--- Begin ---

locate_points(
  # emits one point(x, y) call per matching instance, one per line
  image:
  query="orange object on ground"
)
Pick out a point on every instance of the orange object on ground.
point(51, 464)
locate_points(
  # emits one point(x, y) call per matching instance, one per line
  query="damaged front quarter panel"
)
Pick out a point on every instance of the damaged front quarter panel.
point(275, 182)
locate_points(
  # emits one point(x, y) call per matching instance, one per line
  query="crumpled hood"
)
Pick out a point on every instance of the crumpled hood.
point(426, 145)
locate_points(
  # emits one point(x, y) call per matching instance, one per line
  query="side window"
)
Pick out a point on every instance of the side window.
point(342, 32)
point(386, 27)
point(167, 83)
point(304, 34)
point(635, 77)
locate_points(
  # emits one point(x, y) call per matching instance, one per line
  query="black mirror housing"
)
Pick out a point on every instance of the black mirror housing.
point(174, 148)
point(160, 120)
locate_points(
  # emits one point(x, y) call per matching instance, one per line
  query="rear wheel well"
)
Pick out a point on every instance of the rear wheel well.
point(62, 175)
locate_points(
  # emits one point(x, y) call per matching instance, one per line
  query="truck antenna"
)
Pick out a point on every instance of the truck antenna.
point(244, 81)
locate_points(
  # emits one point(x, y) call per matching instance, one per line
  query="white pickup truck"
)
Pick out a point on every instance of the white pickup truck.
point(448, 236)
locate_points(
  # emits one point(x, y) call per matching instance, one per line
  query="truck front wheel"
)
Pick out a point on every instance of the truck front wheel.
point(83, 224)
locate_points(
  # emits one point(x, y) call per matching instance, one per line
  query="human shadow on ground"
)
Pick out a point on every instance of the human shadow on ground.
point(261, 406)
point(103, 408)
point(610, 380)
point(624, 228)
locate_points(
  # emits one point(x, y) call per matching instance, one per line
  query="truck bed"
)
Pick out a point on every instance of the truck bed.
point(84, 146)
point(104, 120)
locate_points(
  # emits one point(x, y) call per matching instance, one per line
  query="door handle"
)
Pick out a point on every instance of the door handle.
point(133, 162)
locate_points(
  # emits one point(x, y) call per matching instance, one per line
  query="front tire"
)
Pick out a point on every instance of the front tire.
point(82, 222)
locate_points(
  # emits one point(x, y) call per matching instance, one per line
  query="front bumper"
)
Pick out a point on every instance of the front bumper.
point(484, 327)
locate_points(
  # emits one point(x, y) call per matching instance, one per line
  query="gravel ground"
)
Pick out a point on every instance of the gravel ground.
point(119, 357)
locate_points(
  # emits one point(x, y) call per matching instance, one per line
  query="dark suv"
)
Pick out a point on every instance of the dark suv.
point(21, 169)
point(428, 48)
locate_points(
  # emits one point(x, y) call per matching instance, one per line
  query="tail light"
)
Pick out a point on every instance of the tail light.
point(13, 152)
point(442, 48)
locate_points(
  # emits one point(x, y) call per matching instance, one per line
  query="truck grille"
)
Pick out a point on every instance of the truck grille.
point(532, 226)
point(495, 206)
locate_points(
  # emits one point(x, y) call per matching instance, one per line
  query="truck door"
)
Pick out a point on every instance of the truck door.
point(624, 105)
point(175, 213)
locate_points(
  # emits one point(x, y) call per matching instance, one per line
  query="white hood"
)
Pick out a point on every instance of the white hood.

--- End ---

_What you should do_.
Reproduce all of the data above line for line, changing nothing and keeping every line in its original order.

_Exercise output_.
locate_points(
  # emits one point(x, y) call per matching instance, one per line
  image:
  query="orange object on ground"
)
Pick out a point on every instance of the orange object on ground.
point(51, 464)
locate_points(
  # emits one point(x, y) call per matching instance, one per line
  query="damaged front quarter panel"
)
Pick out a point on every instance of the damaged front quarter panel.
point(275, 182)
locate_points(
  # emits one point(x, y) call per matching instance, one per line
  query="crumpled hood"
)
Pick out a point on every instance of the crumpled hood.
point(426, 145)
locate_points(
  # emits one point(x, y) call per matching instance, one per line
  query="side window"
)
Pick out a point on every instance of the side window.
point(342, 32)
point(386, 27)
point(167, 83)
point(304, 34)
point(635, 77)
locate_points(
  # emits one point(x, y) call per matching instance, one per line
  query="black mirror housing"
)
Pick out a point on every instance of the black mirror housing.
point(174, 148)
point(160, 120)
locate_points(
  # emits one point(x, y) call per matching instance, one per line
  query="rear wheel well"
)
Pick out a point on every instance of the rear wheel well.
point(62, 175)
locate_points(
  # emits one point(x, y) call per matching instance, one per line
  query="truck antenna"
)
Pick out a point on every instance of the truck antenna.
point(244, 81)
locate_points(
  # emits one point(x, y) call per matching instance, one per line
  query="white pickup truck"
)
Pick out a point on every instance of the white pickup truck.
point(448, 236)
locate_points(
  # emits one point(x, y) call per matching instance, one per line
  query="truck front wheel"
)
Pick out a point on every instance of the truck front wheel.
point(83, 224)
locate_points(
  # emits one point(x, y) call per matching instance, one per line
  query="human shadow on ground"
)
Pick out a point on every instance of the human shadow on ground.
point(261, 406)
point(103, 408)
point(610, 380)
point(624, 228)
locate_points(
  # emits one point(x, y) call per matching instance, one per line
  query="truck bed"
)
Pick out a point on every instance of the truck bed.
point(84, 146)
point(104, 120)
locate_points(
  # emits one point(x, y) call per matching instance, one per line
  query="door handle"
)
Pick out a point on every instance of the door handle.
point(133, 162)
locate_points(
  # emits one point(x, y) call per matching instance, one per line
  query="front tire"
)
Pick out a point on every instance of the front tire.
point(82, 222)
locate_points(
  # emits one point(x, y) call per matching instance, one per line
  query="front bumper"
)
Pick out a point on every instance of the front bumper.
point(484, 327)
locate_points(
  # emits one point(x, y) call per matching instance, one per line
  query="gravel ground"
)
Pick out a point on every instance of the gravel ground.
point(119, 357)
locate_points(
  # emits one point(x, y) call per matching instance, one per line
  query="dark suv"
)
Pick out a point on every instance of the dark suv.
point(21, 169)
point(428, 48)
locate_points(
  # emits one point(x, y) call per matching instance, one per line
  query="tail light"
)
Pick out a point on every instance of the tail light.
point(13, 152)
point(442, 48)
locate_points(
  # emits one point(x, y) call per matching instance, one per line
  query="truck grille"
)
Pick out a point on every instance of the truck grille.
point(532, 226)
point(495, 206)
locate_points(
  # emits one point(x, y) call per matching instance, one per line
  query="truck door"
)
Pick out a point on every instance of the truck door.
point(624, 105)
point(175, 213)
locate_points(
  # emits one point(x, y) call per matching instance, one per line
  query="white hood"
)
Pick out a point on every instance of the white hood.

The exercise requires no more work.